Trecho:
Presidente da Câmara promoveu em agosto de 2023 despejo contra casal de agricultores que vivia há duas décadas dentro do Engenho Proteção, em Quipapá (PE); dossiê identificou 3,8 mil hectares registrados por Arthur e seu pai; parte dos imóveis não foi declarada à Justiça Eleitoral

Por Carolina Bataier e Bruno Stankevicius Bassi

Arthur César Pereira de Lira é um latifundiário. Junto ao pai, o ex-senador Benedito de Lira, o Biu, o presidente da Câmara é dono de 3.872,46 hectares, espalhados por cinco municípios de Alagoas e dois de Pernambuco. A maioria desses municípios fica na região Agreste, berço da família materna de Arthur, os Pereira, que investe em genética bovina e na criação de gado para corte.

Dossiê revela a dimensão do império agropecuário dos clãs Lira e Pereira.

Além das fazendas, o deputado acumula um longo histórico de conflitos agrários contra posseiros e ex-trabalhadores de usinas. É o que revela o dossiê “Arthur, o fazendeiro“, publicado dia 13/11 pelo De Olho nos Ruralistas.

A partir do cruzamento entre as bases de dados fundiários do Instituto Nacional de Colonização e Reforma Agrária (Incra), os registros de imóveis rurais listados em processos de espólio disponíveis no Tribunal Regional Federal da 5ª Região (TRF5) e as prestações de contas eleitorais ao Tribunal Superior Eleitoral (TSE), o observatório identificou 20.039,51 hectares registrados em nome de empresas ou de membros dos clãs Lira e Pereira.

Entre as terras mapeadas no dossiê, destacam-se quatro imóveis no pequeno município de Quipapá (PE), localizado a 180 quilômetros de Recife. Ali, De Olho nos Ruralistas teve acesso a uma ação de reintegração de posse movida em 2022 pelo presidente da Câmara contra um casal de agricultores. Eles ocupavam uma área de cinco hectares na fazenda conhecida como Engenho Proteção.

Em 25 de agosto de 2023, Cícero Paulo da Silva e sua esposa, Maria José de Oliveira Silva, a Zezé, foram obrigados a sair do sítio, localizado a pouco mais de um quilômetro da zona urbana de Quipapá. Lira solicitou auxílio policial para expulsar os camponeses.

Procurada pela reportagem, a agricultora relata os momentos de tensão vividos pela família antes do despejo:

— O oficial foi lá, conversou com a gente e disse: Dona Zezé, se prepare que daqui a 24 horas vai vir uma ordem de despejo. Quando a polícia chegou, a gente já tinha tirado todos os móveis.

O marido Cícero conta que a família está na propriedade desde a década de 1970. “Meus sete filhos foram quase todos criados lá”. O agricultor passou a viver definitivamente por ali em 2005, após a morte do seu pai, antigo morador do local.

Embora Lira tenha comprado as terras em novembro de 2008, a propriedade de 181,65 hectares nunca apareceu nas declarações de bens divulgadas pela Justiça Eleitoral.

Clique aqui para baixar o dossiê.

Tarefa do exercício: Como fica a parte da reportagem sobre o despejo em Quipapá que começa com as palavras "Procurada pela reportagem, a" e termina com "divulgadas pela Justiça Eleitoral.", se você trocar "propriedade" por "área"?

Registros de dados:
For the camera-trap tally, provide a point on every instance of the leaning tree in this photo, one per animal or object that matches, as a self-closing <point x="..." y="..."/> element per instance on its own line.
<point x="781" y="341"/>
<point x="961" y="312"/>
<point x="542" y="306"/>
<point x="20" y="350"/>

--

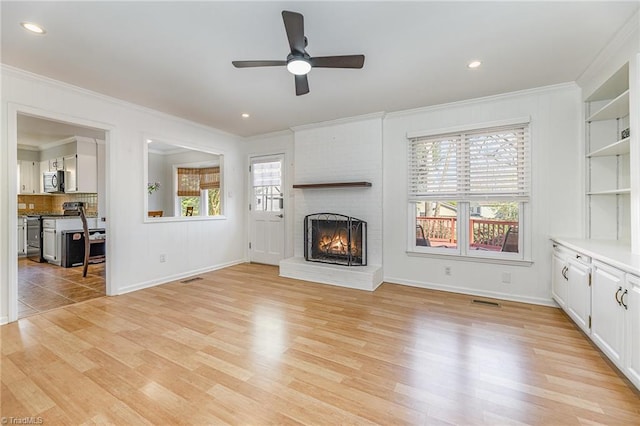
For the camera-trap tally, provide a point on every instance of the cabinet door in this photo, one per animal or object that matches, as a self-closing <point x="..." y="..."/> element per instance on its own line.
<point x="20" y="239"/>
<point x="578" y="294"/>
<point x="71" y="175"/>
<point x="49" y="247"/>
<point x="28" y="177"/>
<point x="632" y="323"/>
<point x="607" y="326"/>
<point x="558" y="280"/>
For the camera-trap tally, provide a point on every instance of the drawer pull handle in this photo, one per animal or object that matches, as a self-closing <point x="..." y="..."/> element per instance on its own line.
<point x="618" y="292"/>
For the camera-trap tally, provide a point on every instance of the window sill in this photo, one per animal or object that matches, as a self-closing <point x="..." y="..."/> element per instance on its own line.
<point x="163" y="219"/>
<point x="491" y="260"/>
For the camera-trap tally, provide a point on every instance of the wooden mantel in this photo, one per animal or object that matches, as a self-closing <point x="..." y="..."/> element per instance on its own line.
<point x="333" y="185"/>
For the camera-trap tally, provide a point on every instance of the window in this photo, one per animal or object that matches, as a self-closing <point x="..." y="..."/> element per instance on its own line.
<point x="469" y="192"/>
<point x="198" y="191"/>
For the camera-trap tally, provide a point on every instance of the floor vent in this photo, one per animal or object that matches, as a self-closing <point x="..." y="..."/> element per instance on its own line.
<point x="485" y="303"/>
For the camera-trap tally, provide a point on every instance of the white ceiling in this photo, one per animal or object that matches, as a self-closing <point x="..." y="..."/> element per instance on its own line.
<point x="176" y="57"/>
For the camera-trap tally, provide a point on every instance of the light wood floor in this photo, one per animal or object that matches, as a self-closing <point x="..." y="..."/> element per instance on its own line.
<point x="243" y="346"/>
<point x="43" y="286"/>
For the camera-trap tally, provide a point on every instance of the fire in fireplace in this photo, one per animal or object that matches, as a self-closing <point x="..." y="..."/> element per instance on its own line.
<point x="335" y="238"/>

Resposta da tarefa:
Procurada pela reportagem, a agricultora relata os momentos de tensão vividos pela família antes do despejo:

— O oficial foi lá, conversou com a gente e disse: Dona Zezé, se prepare que daqui a 24 horas vai vir uma ordem de despejo. Quando a polícia chegou, a gente já tinha tirado todos os móveis.

O marido Cícero conta que a família está na área desde a década de 1970. “Meus sete filhos foram quase todos criados lá”. O agricultor passou a viver definitivamente por ali em 2005, após a morte do seu pai, antigo morador do local.

Embora Lira tenha comprado as terras em novembro de 2008, a área de 181,65 hectares nunca apareceu nas declarações de bens divulgadas pela Justiça Eleitoral.